## Directives
- A) Write out the whole sailing passage word for word.
- B) Please pull lines from the listing without changes, starting at the line that contains "Place a pin on every instance of the white" and stopping after the line that contains "Query: white sash with lettering". Leave the pictures out.

## Text provided
Robert said good bye to us and took on the responsibility of mailing my post cards. He gave us a healthy shove as Jeff slipped C’est la Vie into reverse. She eased into the harbor and as cruised by the stationary yellow boat awaiting the race. I took over the helm as Jeff cleared the lines and put up the fenders. There are still limitations of my shoulder and coiling lines is a motion that is a bit agonizing. Another port to our stern, on to Wilmington!
I turned on the grill and cooked our dinner from Charleston. That’s right-potatoes, chicken and steak for lunch. Bud and Muriel found on their trip great circular metal skewers that I string red skinned potatoes and garlic cloves, drizzle with olive oil and speckle with salt and pepper. I have grilled potatoes a few times and its different each time.

We motored the whole way. The wind was on our nose at every turn. I took a video with my Ipod to prove it. We had clear skies and calm seas. It took us a little under 4 hours to get to our next dock. As it was in Charleston, 2 attempts were the call of the day. The first attempt ferried C'est la Vie into the dock not the slip Jeff was able to pivot off of it with nary a scratch. The next one was better. I got nervous as I was out of practice and did not quickly lash the line on the cleat so the side of the boat smeared along the rubrail of the dock. There were fenders on our boat and the dock so, no damage just an ugly black streak pronouncing the error in docking. Yuck. We would need some goof off pronto! We got all the lines secured and turned off the motor. Not a taxing day.

## Given information
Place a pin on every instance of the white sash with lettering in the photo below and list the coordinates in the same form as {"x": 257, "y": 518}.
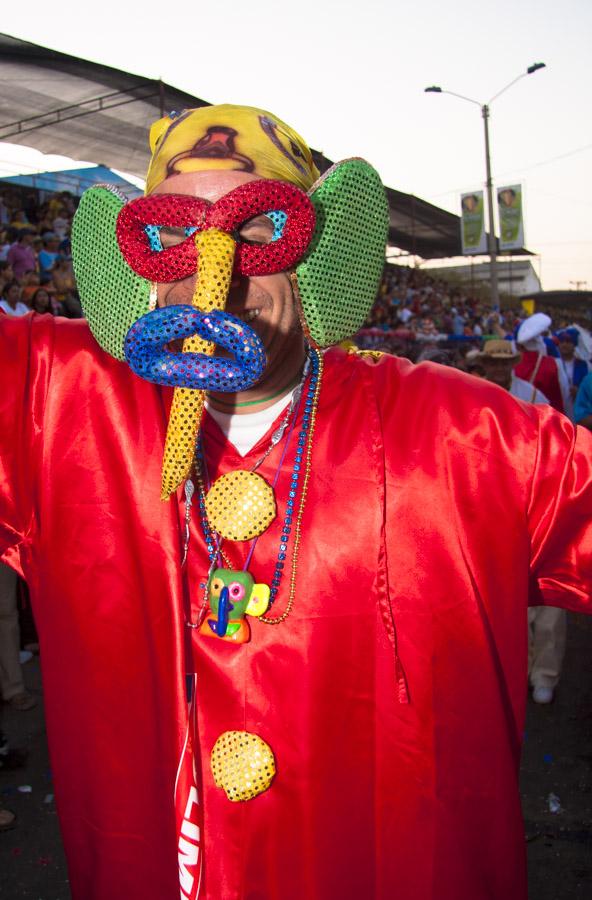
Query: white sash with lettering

==

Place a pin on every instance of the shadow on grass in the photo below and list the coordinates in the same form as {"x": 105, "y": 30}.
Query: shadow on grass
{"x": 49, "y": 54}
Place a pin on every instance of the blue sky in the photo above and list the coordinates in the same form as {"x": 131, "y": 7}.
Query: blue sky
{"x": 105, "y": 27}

## Exercise solutions
- A)
Robert said good bye to us and took on the responsibility of mailing my post cards. He gave us a healthy shove as Jeff slipped C’est la Vie into reverse. She eased into the harbor and as cruised by the stationary yellow boat awaiting the race. I took over the helm as Jeff cleared the lines and put up the fenders. There are still limitations of my shoulder and coiling lines is a motion that is a bit agonizing. Another port to our stern, on to Wilmington!
I turned on the grill and cooked our dinner from Charleston. That’s right-potatoes, chicken and steak for lunch. Bud and Muriel found on their trip great circular metal skewers that I string red skinned potatoes and garlic cloves, drizzle with olive oil and speckle with salt and pepper. I have grilled potatoes a few times and its different each time.

We motored the whole way. The wind was on our nose at every turn. I took a video with my Ipod to prove it. We had clear skies and calm seas. It took us a little under 4 hours to get to our next dock. As it was in Charleston, 2 attempts were the call of the day. The first attempt ferried C'est la Vie into the dock not the slip Jeff was able to pivot off of it with nary a scratch. The next one was better. I got nervous as I was out of practice and did not quickly lash the line on the cleat so the side of the boat smeared along the rubrail of the dock. There were fenders on our boat and the dock so, no damage just an ugly black streak pronouncing the error in docking. Yuck. We would need some goof off pronto! We got all the lines secured and turned off the motor. Not a taxing day.

- B)
Place a pin on every instance of the white sash with lettering in the photo below and list the coordinates in the same form as {"x": 257, "y": 518}.
Query: white sash with lettering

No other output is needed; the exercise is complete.